▶ _Brief_
Express the data below as a two-column CSV with headers "prompt" and "response", one row per record, where "prompt" holds the record's text and "response" holds its answer. Quote each field and replace any line breaks with spaces.

** START Listed records **

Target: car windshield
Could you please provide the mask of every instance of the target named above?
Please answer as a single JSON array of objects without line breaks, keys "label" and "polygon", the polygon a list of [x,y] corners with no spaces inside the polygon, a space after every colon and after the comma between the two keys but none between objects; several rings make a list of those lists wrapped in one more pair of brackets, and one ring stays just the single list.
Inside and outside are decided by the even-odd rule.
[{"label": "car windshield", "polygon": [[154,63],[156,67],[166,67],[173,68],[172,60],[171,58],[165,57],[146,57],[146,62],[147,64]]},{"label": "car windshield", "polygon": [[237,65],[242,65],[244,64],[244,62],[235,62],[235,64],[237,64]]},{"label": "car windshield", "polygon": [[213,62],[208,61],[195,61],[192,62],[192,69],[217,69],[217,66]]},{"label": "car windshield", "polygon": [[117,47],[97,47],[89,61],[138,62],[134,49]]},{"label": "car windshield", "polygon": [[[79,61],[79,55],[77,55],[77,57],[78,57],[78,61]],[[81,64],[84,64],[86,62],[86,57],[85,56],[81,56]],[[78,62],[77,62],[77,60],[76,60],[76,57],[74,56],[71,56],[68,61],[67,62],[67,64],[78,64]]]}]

** END Listed records **

▶ _Reply_
prompt,response
"Target: car windshield Could you please provide the mask of every instance of the target named above? Please answer as a single JSON array of objects without line breaks, keys ""label"" and ""polygon"", the polygon a list of [x,y] corners with no spaces inside the polygon, a space after every colon and after the comma between the two keys but none between objects; several rings make a list of those lists wrapped in one more pair of brackets, and one ring stays just the single list. Inside and outside are decided by the even-odd rule.","[{""label"": ""car windshield"", ""polygon"": [[154,63],[156,67],[166,67],[173,68],[172,60],[171,58],[165,57],[146,57],[146,62],[147,64]]},{""label"": ""car windshield"", ""polygon"": [[237,65],[242,65],[244,64],[244,62],[235,62],[235,64],[237,64]]},{""label"": ""car windshield"", ""polygon"": [[213,62],[208,61],[195,61],[192,62],[192,69],[217,69],[217,66]]},{""label"": ""car windshield"", ""polygon"": [[117,47],[97,47],[89,61],[138,62],[134,49]]},{""label"": ""car windshield"", ""polygon"": [[[79,61],[79,55],[77,55],[77,57],[78,57],[78,61]],[[81,64],[84,64],[86,62],[86,57],[85,56],[81,56]],[[78,62],[77,62],[77,60],[76,60],[76,57],[74,56],[71,56],[68,61],[67,62],[67,64],[78,64]]]}]"